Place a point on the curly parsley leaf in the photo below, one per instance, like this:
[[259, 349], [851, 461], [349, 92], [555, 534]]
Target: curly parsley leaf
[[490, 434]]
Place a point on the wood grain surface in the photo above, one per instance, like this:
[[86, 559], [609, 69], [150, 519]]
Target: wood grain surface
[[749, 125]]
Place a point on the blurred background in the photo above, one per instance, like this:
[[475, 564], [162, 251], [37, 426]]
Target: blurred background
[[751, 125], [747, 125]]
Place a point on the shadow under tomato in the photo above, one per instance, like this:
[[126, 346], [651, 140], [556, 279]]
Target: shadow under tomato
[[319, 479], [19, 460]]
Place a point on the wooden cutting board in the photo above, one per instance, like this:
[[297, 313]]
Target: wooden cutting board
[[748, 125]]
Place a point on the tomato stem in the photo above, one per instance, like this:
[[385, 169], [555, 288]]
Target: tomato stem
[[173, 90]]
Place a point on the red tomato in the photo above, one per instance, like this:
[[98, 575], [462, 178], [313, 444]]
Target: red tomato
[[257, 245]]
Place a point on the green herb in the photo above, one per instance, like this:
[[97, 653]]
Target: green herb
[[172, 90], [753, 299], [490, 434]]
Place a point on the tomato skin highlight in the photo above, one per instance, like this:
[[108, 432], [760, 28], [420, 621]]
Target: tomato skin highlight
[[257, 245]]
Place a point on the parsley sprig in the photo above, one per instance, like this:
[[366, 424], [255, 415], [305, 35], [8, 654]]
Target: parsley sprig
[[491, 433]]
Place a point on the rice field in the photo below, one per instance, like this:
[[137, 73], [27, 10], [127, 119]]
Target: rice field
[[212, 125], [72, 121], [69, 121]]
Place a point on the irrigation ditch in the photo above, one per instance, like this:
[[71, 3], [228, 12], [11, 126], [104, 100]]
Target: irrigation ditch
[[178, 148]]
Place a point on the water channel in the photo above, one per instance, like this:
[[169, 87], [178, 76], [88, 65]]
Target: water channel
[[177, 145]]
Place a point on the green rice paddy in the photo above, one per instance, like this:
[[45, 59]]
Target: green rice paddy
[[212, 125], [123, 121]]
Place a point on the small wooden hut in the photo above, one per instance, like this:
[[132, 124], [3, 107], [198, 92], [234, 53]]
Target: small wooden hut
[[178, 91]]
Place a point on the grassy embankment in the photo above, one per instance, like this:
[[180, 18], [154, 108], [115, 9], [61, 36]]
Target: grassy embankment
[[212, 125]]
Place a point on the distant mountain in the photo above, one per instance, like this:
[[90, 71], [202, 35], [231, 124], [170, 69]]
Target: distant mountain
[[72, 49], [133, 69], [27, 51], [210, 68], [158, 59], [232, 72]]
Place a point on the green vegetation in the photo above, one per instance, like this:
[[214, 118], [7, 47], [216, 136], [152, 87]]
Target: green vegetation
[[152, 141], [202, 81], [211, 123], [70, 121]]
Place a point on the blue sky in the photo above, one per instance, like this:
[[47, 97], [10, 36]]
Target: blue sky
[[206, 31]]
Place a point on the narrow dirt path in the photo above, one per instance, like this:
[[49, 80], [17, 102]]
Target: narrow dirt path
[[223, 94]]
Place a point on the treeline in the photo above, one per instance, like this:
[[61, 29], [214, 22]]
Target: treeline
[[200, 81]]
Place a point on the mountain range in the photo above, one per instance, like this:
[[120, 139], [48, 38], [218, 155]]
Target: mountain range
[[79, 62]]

...

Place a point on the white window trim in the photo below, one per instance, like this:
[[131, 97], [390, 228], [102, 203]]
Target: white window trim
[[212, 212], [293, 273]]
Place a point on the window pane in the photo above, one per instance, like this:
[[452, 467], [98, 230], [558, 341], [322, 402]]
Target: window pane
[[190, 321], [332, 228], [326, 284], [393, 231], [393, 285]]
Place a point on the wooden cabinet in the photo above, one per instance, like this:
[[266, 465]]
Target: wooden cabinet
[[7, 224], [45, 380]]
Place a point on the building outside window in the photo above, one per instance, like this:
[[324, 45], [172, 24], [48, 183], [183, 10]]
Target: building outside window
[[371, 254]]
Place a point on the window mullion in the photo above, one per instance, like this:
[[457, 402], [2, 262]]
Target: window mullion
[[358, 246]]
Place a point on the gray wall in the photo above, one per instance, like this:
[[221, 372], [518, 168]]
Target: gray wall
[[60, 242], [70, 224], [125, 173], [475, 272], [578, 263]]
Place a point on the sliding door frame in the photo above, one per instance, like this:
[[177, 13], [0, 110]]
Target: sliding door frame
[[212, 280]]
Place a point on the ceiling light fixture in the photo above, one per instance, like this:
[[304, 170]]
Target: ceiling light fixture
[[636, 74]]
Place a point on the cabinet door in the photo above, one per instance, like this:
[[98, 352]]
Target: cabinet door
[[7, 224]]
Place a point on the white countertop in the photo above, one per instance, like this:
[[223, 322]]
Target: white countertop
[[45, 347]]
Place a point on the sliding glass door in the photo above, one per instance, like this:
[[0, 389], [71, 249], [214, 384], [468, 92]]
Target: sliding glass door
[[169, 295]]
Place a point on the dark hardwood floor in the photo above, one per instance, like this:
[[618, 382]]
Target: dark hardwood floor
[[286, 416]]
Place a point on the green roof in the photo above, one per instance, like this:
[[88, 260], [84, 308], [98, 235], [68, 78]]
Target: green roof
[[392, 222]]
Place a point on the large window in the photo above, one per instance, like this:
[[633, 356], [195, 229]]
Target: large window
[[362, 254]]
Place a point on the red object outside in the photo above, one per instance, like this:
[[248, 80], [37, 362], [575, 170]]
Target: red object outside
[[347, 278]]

Problem description =>
Copy out the rows verbatim, from the line containing "Place a point on the wooden cutting" through the line containing "[[491, 433]]", including both of those lines.

Exercise output =>
Place a point on the wooden cutting board in the photo above, one per instance, like this:
[[297, 313]]
Target: wooden cutting board
[[748, 125]]
Place a point on the tomato stem in the photo above, one per instance, like this:
[[385, 169], [555, 288]]
Target: tomato stem
[[173, 90]]
Place a point on the red tomato in the photo above, one per instance, like this:
[[98, 575], [462, 178], [313, 444]]
Target: red tomato
[[257, 245]]
Place a point on the green herb in the photo above, one per instance, like this:
[[97, 653]]
Target: green herb
[[172, 90], [753, 299], [490, 434]]
Place a point on the tomato skin highlight in the photo above, one per instance, like this:
[[108, 432], [760, 28], [420, 621]]
Target: tomato skin highlight
[[257, 245]]
Place a point on the parsley sprig in the photo above, one per instance, like this:
[[366, 424], [255, 415], [305, 35], [8, 654]]
Target: parsley sprig
[[491, 433]]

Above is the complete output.